Instructions for the task:
Pictures stay out of the copy. Retype exactly the lines below from the one with "Query: bird's tail" through the one with "# each result a point per instance, shaped like [(10, 374)]".

[Natural language region descriptions]
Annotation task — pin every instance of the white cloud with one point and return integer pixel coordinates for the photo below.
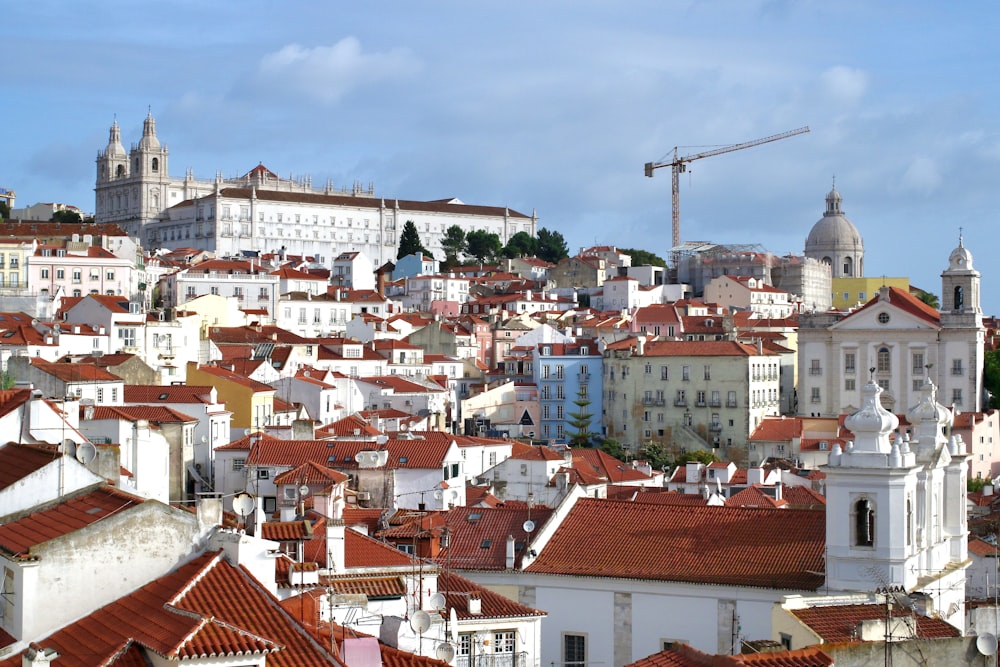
(922, 175)
(845, 85)
(328, 73)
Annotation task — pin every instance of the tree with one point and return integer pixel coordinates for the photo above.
(579, 420)
(642, 257)
(454, 244)
(409, 241)
(928, 298)
(521, 244)
(991, 376)
(66, 216)
(483, 245)
(612, 447)
(551, 246)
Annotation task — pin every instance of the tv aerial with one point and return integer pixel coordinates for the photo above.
(986, 644)
(420, 622)
(86, 452)
(243, 505)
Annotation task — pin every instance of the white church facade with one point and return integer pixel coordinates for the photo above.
(903, 341)
(264, 213)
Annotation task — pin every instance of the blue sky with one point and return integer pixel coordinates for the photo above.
(545, 106)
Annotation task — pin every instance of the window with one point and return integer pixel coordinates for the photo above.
(864, 523)
(883, 364)
(574, 650)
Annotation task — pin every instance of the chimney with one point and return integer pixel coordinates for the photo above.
(335, 533)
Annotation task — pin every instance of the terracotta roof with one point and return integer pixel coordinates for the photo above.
(205, 609)
(906, 302)
(17, 537)
(684, 655)
(478, 535)
(835, 624)
(172, 393)
(157, 414)
(756, 547)
(456, 589)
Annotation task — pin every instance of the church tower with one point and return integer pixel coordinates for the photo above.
(896, 507)
(132, 189)
(963, 337)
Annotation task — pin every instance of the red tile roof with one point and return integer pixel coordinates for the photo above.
(478, 535)
(205, 609)
(838, 623)
(18, 537)
(757, 547)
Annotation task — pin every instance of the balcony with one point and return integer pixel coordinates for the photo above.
(492, 660)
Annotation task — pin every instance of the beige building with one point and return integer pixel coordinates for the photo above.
(688, 394)
(900, 341)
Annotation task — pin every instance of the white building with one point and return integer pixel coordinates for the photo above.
(904, 341)
(260, 211)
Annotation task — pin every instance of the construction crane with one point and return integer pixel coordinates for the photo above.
(679, 165)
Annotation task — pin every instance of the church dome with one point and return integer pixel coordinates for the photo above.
(871, 424)
(833, 231)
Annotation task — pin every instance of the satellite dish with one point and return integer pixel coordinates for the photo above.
(420, 622)
(243, 504)
(85, 452)
(445, 652)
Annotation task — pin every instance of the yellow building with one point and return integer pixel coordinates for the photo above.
(250, 401)
(852, 292)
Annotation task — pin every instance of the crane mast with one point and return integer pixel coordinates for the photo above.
(679, 165)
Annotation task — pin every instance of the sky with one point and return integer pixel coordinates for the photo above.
(550, 107)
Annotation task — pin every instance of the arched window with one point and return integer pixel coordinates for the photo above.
(864, 523)
(884, 363)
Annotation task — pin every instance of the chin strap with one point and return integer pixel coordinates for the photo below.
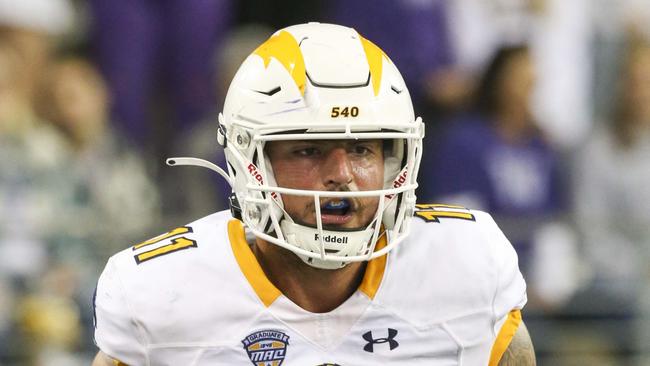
(202, 163)
(326, 242)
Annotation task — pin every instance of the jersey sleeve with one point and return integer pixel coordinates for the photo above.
(510, 294)
(510, 291)
(116, 331)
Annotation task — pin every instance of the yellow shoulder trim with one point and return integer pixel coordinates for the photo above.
(374, 272)
(249, 266)
(507, 332)
(375, 58)
(284, 48)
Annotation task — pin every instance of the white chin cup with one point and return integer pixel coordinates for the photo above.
(335, 243)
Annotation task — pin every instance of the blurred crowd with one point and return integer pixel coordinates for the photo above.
(537, 111)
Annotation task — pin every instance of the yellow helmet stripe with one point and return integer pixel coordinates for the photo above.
(375, 57)
(284, 48)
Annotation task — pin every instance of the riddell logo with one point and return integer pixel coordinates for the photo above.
(332, 239)
(399, 181)
(252, 169)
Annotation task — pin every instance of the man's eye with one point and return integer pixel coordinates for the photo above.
(362, 150)
(307, 151)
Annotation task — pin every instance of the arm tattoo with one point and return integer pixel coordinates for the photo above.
(520, 352)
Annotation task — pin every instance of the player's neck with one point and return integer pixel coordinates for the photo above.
(315, 290)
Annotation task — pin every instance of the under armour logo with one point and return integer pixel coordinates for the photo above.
(392, 343)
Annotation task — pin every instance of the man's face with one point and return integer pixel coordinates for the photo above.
(329, 165)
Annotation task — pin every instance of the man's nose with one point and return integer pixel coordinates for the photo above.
(337, 168)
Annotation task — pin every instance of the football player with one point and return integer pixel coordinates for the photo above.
(325, 258)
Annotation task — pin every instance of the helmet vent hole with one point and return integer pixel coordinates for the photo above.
(270, 92)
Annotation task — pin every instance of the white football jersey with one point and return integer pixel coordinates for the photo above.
(448, 295)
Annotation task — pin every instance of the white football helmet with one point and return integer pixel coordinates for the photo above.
(321, 82)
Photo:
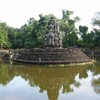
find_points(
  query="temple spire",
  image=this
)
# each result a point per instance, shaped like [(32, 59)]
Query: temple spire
[(53, 36)]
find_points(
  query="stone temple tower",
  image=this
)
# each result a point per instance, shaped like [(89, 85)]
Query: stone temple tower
[(53, 37)]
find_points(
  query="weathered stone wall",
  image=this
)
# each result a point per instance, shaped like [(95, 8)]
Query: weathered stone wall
[(51, 55)]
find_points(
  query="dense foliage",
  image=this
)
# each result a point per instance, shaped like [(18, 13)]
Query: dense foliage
[(31, 34)]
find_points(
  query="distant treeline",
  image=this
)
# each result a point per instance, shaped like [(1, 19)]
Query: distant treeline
[(31, 34)]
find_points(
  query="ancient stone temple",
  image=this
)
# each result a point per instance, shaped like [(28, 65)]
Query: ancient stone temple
[(53, 36), (53, 51)]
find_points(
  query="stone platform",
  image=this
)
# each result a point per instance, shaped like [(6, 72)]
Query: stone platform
[(51, 56)]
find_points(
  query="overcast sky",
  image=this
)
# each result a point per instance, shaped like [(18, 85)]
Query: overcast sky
[(17, 12)]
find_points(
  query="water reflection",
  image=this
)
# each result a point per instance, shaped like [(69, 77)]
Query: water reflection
[(54, 81)]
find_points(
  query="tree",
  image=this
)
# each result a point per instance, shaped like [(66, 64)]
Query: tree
[(96, 19), (67, 26), (3, 36)]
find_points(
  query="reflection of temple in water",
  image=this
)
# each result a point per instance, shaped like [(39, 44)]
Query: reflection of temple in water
[(47, 79)]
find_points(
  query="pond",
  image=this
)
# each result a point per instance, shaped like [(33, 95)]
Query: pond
[(30, 82)]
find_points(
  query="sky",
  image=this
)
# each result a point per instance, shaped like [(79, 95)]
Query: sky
[(17, 12)]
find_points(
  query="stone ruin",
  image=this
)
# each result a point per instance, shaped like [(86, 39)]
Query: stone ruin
[(53, 36), (53, 51)]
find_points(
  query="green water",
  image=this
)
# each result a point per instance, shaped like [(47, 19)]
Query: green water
[(29, 82)]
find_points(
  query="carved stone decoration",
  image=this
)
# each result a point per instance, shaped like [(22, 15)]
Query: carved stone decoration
[(53, 36)]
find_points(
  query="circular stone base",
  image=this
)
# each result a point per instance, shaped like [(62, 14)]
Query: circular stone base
[(51, 56)]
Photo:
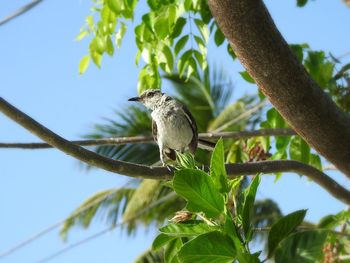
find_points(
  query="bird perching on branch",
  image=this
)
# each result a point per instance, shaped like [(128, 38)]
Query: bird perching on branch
[(173, 126)]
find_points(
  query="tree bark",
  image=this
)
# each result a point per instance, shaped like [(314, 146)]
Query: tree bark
[(264, 53)]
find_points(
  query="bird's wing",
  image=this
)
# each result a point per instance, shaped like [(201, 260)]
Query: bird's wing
[(154, 130), (194, 142)]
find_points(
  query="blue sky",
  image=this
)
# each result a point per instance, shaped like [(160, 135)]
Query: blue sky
[(38, 70)]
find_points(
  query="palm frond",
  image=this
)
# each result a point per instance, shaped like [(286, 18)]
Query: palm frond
[(205, 96), (108, 203), (134, 205)]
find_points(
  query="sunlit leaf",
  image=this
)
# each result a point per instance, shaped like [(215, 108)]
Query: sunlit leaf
[(84, 64)]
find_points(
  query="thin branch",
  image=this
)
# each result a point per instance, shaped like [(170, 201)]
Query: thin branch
[(149, 139), (20, 11), (305, 228), (260, 47), (143, 171)]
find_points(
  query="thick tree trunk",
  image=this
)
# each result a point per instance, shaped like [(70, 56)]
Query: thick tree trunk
[(265, 54)]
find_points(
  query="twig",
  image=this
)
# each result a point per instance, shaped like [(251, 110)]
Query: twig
[(304, 228), (143, 171), (20, 11), (149, 139)]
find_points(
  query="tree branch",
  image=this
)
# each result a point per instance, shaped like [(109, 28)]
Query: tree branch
[(142, 171), (262, 50), (149, 139), (20, 11)]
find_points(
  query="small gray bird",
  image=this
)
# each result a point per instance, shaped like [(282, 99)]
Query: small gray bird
[(173, 126)]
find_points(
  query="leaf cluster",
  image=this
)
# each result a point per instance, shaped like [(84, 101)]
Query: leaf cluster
[(216, 233)]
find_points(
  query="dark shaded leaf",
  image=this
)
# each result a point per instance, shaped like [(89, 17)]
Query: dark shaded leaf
[(212, 247), (199, 191), (283, 228), (302, 247)]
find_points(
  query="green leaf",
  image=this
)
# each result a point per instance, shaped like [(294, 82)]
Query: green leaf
[(217, 167), (248, 207), (192, 68), (200, 192), (275, 119), (180, 23), (109, 46), (219, 37), (84, 64), (201, 45), (168, 55), (161, 240), (96, 58), (231, 230), (180, 44), (184, 62), (161, 27), (283, 228), (101, 44), (188, 229), (120, 34), (212, 247), (172, 251), (315, 161), (299, 150), (81, 35), (203, 29), (231, 52), (117, 6), (245, 75), (301, 3), (248, 258), (302, 247)]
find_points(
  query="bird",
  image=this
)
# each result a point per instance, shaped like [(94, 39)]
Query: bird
[(173, 126)]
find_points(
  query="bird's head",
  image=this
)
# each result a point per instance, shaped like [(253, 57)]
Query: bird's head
[(150, 98)]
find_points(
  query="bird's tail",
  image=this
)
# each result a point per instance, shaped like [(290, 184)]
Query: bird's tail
[(206, 145)]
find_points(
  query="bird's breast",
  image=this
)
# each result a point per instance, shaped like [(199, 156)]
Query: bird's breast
[(173, 128)]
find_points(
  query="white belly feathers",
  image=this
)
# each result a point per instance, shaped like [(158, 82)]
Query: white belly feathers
[(175, 129)]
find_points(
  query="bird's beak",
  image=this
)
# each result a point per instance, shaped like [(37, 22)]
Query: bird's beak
[(134, 99)]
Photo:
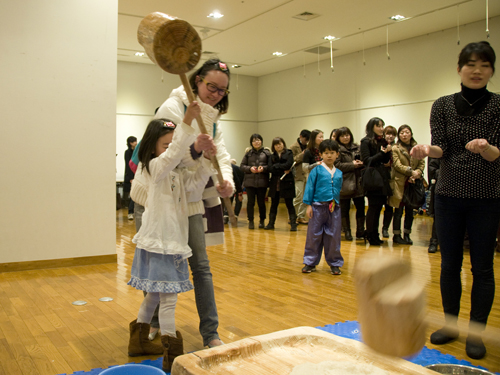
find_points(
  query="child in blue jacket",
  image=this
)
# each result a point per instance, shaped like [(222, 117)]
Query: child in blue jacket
[(322, 196)]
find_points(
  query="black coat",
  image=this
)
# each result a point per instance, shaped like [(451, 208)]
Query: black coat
[(351, 176), (256, 158), (277, 166), (238, 177), (371, 152)]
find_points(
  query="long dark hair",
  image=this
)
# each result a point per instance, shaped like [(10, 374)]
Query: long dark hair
[(212, 64), (369, 129), (343, 131), (412, 140), (256, 136), (482, 50), (130, 140), (156, 129), (311, 145), (276, 141)]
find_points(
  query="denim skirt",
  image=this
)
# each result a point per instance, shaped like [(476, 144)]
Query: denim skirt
[(153, 272)]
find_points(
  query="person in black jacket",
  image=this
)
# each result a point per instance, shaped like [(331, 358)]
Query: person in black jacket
[(282, 183), (238, 176), (349, 164), (433, 175), (255, 166), (375, 152), (129, 175)]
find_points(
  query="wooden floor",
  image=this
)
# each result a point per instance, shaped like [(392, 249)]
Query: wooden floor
[(258, 285)]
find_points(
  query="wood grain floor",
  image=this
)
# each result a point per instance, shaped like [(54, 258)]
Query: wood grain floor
[(258, 285)]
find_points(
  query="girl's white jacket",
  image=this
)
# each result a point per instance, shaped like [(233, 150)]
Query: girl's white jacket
[(165, 223)]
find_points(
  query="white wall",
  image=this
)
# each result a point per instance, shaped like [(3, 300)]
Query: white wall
[(400, 90), (144, 87), (57, 116)]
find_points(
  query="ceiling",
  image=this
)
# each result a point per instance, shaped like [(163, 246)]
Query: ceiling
[(252, 30)]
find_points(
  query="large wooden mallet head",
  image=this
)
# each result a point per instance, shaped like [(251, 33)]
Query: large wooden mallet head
[(391, 306), (171, 43)]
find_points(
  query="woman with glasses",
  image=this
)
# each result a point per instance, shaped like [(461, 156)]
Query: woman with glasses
[(255, 165), (465, 129), (405, 170), (389, 134), (210, 84), (375, 152)]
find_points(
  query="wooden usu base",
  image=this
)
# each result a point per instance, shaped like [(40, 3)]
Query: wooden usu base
[(279, 352)]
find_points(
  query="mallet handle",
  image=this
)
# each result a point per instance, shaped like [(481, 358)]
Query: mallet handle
[(213, 159)]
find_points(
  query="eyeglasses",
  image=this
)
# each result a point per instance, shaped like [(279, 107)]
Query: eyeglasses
[(212, 88)]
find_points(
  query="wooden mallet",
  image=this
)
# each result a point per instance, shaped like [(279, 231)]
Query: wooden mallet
[(175, 46), (392, 308)]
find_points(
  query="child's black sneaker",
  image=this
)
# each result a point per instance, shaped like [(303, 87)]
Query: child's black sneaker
[(335, 270), (308, 269)]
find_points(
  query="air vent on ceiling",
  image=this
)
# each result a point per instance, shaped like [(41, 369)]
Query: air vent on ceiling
[(306, 16), (319, 50)]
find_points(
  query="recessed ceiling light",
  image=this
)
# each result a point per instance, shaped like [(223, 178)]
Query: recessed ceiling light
[(397, 17), (215, 15)]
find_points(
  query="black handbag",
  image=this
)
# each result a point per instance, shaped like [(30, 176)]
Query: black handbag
[(371, 179), (414, 194)]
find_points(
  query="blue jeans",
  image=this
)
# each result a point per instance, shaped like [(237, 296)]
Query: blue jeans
[(202, 280), (480, 217), (323, 233)]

Answer section:
Query: bird's tail
[(206, 145)]
find_points(
  query="bird's breast",
  image=this
)
# each result a point per instance, shaped like [(199, 156)]
Query: bird's breast
[(173, 128)]
find_points(
  query="white belly feathers",
  image=this
)
# each result a point per instance, shaped like [(158, 82)]
Query: white belly feathers
[(175, 129)]
find_points(
  query="bird's beak",
  image=this
)
# each result a point per instance, shaped like [(37, 22)]
Query: bird's beak
[(134, 99)]
Photo:
find_points(
  query="child in blue jacket",
  image=this
)
# each result a point per instance, shaped like [(222, 117)]
Query: child in blue jacket
[(322, 196)]
find_points(
  query="black coat",
  image=this
)
# each result a point per instance, shaped like [(451, 208)]
Query: black coat
[(351, 176), (256, 158), (277, 166), (238, 177), (371, 152)]
find_points(
  query="long dark hair",
  image=this
)
# each result a point per instance, shaped like [(10, 374)]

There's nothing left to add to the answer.